# Extract provided
Brandes speaks on the Senate floor
Steve Cannon
/
AP

As Florida officials push forward with plans to reopen businesses and organizations forced to close because of the coronavirus, one lawmaker says some groups won’t open their doors if they aren’t protected. St. Petersburg Republican Senator Jeff Brandes is working on legislation that would prevent COVID-19 contraction-related lawsuits if organizations are following guidelines.

AJ De Moya is Vice President of a highway and bridge construction company. He’s worried about possibly being sued over something he can’t control.

“I can’t remember ever getting sued over someone catching the flu or some other virus or disease, and I think we’ve got to protect ourselves from mass litigation," de Moya said.

De Moya says his company isn’t the only one that could see litigation mount up.

“I think this is one of the critical issues facing businesses and it effects all of us whether we’re in the tourism industry, general businesses or construction," de Moya said. 

Restaurant and Lodging Association Chairman Sheldon Suga, says his organization needs to get the Florida Legislature to provide an exemption.

“We have to get the legislators to consider limiting lawsuits surrounding this COVID-19," Suga said. "And limiting it maybe to only where there is intentional misconduct.”

St. Petersburg Republican Sen. Brandes (R-St.Petersburg) is that legislator. He’s working on giving business immunity against what he calls frivolous lawsuits.

“The bill creates a safe harbor for businesses that are following the statewide guidelines for dealing with COVID at their respective business.” – m1

Brandes worries if the protection isn’t put in place, businesses won’t take the risk of opening their doors.

“Businesses simply will not reopen without some liability protection and the essential businesses that we’ve demanded stay open for example your grocery stores and your nursing homes and your [assisted living facilities] are concerned about maintaining operations if they're exposing themselves to unknown liabilities.”

# Record set
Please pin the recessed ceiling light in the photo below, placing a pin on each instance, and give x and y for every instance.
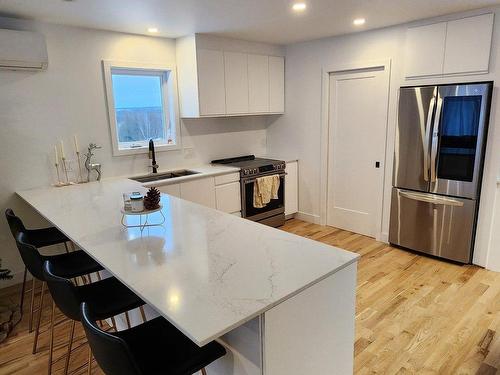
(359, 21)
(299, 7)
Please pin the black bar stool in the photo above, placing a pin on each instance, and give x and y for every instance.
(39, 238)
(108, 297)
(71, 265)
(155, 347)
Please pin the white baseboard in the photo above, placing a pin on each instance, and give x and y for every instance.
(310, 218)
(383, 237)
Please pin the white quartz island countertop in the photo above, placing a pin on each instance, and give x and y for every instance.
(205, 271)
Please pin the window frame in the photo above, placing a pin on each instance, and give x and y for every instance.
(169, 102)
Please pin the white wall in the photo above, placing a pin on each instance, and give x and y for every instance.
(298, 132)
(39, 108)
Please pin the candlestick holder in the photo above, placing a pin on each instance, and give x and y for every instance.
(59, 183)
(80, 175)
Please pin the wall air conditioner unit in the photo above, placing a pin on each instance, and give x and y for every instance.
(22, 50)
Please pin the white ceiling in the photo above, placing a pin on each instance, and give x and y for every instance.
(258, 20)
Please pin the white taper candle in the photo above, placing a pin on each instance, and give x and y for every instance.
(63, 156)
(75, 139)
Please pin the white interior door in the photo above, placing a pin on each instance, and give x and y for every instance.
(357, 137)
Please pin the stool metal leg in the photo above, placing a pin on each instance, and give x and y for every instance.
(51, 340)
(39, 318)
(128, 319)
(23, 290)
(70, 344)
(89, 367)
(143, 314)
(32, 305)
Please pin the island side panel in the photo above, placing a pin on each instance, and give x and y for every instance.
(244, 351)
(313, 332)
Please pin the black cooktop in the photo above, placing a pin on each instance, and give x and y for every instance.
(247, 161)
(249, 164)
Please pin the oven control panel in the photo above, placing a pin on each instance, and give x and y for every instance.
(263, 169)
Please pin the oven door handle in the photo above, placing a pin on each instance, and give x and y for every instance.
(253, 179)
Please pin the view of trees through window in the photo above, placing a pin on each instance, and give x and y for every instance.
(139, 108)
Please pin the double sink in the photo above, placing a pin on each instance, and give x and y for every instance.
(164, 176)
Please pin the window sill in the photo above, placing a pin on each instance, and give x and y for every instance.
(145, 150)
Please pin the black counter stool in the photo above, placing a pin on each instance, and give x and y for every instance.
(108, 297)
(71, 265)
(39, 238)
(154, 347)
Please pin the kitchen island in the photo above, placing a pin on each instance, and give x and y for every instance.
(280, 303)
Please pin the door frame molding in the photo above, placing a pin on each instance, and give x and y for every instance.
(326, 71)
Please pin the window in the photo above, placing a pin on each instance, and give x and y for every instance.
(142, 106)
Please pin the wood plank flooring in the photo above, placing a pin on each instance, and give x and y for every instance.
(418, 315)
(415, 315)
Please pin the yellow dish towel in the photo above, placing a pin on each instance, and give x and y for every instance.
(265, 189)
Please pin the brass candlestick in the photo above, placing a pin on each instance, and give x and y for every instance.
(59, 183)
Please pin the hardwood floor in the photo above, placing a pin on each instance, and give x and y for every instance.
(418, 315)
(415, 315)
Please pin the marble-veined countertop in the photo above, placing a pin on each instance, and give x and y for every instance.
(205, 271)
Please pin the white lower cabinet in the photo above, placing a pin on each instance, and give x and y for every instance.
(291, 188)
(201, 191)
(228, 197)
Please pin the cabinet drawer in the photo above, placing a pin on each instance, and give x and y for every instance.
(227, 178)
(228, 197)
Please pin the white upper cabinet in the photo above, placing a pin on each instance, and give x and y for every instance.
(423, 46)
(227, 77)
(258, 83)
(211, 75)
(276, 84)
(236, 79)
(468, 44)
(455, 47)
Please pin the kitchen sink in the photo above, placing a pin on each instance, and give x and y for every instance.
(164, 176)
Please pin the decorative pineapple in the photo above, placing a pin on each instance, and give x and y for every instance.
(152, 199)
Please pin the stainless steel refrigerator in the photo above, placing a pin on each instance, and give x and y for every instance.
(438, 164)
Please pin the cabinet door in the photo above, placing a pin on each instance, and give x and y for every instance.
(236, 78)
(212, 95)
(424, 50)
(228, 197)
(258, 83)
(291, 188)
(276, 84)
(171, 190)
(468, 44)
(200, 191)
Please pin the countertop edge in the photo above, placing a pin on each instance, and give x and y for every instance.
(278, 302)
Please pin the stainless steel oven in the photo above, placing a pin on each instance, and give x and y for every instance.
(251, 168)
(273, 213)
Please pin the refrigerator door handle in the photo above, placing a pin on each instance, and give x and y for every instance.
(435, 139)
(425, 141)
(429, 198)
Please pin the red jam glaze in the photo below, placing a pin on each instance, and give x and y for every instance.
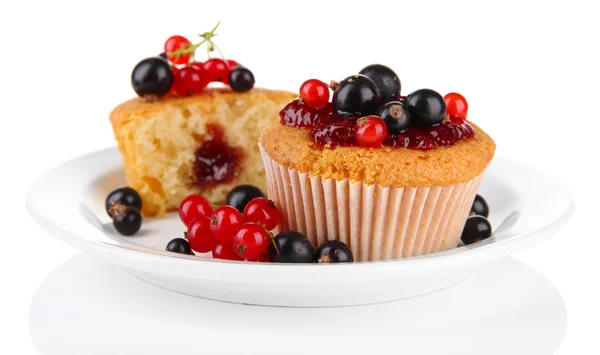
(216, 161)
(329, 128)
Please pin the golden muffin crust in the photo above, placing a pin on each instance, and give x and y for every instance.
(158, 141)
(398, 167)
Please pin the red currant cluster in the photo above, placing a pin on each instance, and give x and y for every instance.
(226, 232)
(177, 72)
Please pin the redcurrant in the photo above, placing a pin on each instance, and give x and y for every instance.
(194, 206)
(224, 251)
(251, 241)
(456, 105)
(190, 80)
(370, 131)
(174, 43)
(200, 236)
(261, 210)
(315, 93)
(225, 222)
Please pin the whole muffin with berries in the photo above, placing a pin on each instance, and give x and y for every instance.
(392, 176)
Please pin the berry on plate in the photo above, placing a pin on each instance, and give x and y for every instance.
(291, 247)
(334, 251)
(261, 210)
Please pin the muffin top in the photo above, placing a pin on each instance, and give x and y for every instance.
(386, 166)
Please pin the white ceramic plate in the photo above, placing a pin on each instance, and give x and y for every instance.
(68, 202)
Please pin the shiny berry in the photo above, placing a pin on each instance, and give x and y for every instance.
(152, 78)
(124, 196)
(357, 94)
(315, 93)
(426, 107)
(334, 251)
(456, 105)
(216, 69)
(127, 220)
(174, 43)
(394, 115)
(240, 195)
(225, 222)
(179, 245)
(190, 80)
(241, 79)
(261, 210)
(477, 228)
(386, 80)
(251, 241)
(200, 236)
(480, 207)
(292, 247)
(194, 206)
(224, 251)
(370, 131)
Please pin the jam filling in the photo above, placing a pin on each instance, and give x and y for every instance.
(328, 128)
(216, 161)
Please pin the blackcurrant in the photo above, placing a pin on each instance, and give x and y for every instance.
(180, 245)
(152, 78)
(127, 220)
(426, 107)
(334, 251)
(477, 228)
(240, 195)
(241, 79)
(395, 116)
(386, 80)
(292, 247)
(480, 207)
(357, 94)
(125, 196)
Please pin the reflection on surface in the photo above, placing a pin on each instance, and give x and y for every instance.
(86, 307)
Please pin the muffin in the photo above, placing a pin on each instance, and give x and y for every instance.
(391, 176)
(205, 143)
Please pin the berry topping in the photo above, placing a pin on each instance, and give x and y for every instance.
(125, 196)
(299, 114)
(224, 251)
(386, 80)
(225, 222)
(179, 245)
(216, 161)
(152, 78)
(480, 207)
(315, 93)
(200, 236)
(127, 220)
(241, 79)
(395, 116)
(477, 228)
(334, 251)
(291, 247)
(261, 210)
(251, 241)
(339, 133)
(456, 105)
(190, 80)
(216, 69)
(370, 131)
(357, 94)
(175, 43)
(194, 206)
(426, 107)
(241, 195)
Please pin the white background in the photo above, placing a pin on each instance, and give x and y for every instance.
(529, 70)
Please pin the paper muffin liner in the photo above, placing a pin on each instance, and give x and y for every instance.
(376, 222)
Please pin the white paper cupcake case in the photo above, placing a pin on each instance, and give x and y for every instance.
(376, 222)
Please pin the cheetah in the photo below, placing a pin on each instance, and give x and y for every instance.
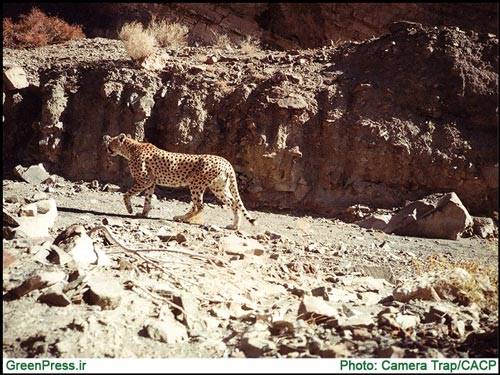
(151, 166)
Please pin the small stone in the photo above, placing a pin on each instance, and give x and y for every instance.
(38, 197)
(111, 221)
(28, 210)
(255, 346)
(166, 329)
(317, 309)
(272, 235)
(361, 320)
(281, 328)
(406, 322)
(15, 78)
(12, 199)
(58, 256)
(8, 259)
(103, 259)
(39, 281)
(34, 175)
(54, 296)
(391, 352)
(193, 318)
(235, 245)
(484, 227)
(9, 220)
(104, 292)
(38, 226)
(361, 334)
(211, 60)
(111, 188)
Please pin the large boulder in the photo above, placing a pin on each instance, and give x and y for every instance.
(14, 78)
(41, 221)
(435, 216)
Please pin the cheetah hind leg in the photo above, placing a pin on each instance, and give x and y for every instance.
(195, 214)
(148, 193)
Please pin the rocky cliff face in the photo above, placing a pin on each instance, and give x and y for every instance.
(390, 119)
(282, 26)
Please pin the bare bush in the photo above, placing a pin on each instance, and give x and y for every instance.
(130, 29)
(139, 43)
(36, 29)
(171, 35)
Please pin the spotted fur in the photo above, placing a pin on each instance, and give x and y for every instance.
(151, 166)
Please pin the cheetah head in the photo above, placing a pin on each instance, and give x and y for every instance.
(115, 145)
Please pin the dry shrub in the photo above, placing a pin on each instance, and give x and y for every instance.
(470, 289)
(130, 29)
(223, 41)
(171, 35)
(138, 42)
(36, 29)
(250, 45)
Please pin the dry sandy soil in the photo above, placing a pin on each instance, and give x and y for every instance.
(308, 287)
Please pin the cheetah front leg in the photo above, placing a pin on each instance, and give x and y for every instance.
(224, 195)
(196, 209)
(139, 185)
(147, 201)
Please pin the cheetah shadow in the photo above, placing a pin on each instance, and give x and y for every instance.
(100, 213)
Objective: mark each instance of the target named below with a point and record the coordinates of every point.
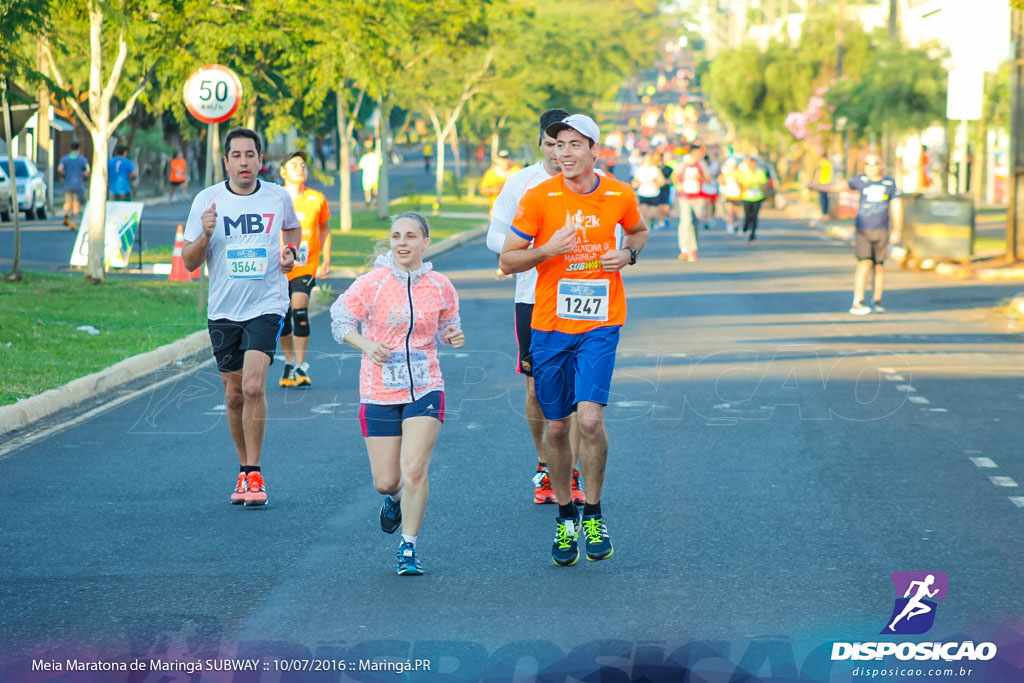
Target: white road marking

# Directions
a – In the article on Florida's COVID-19 lawsuit protections, what is AJ De Moya's job?
b – Continue the article on Florida's COVID-19 lawsuit protections from its last paragraph.
The items are separate material and have no connection to the article on Florida's COVID-19 lawsuit protections.

# Task results
a – He is Vice President of a highway and bridge construction company.

b –
Brandes says the liability protection helps both the business and those who are in need of a job. He adds liability protections can also help customers by holding business to a standard of quality.

“I think this will actually drive higher compliance with the law and with the recommended guidelines than probably anything else we could do. Simply publishing the guidelines you’re going to have some businesses that aren’t going to follow them, but if you tie a safe harbor to them this will actually I believe increase public health.”

Florida’s legislature isn’t scheduled to meet until March 2021. Unless there is a special session, that’s the earliest the bill could be heard. Brandes seems to believe calling lawmakers back to Tallahassee early may not be necessary.

“I think there’s a small likelihood of a special session right now, but I think as we discover new issues upon reopening. I think the liability one being the number one issue right now for small businesses. I think that the calls may grow louder for a special session and one may be necessary if the Governor doesn’t have the authority to do this on his own.”

Both Senate President Bill Galvano and House Speaker Jose Oliva says there are no immediate plans for a special session. However, they note it may be needed after June 30, the start of a new fiscal year. House Democrats in a letter Thursday, called for a special session on unemployment, Medicaid expansion and elections.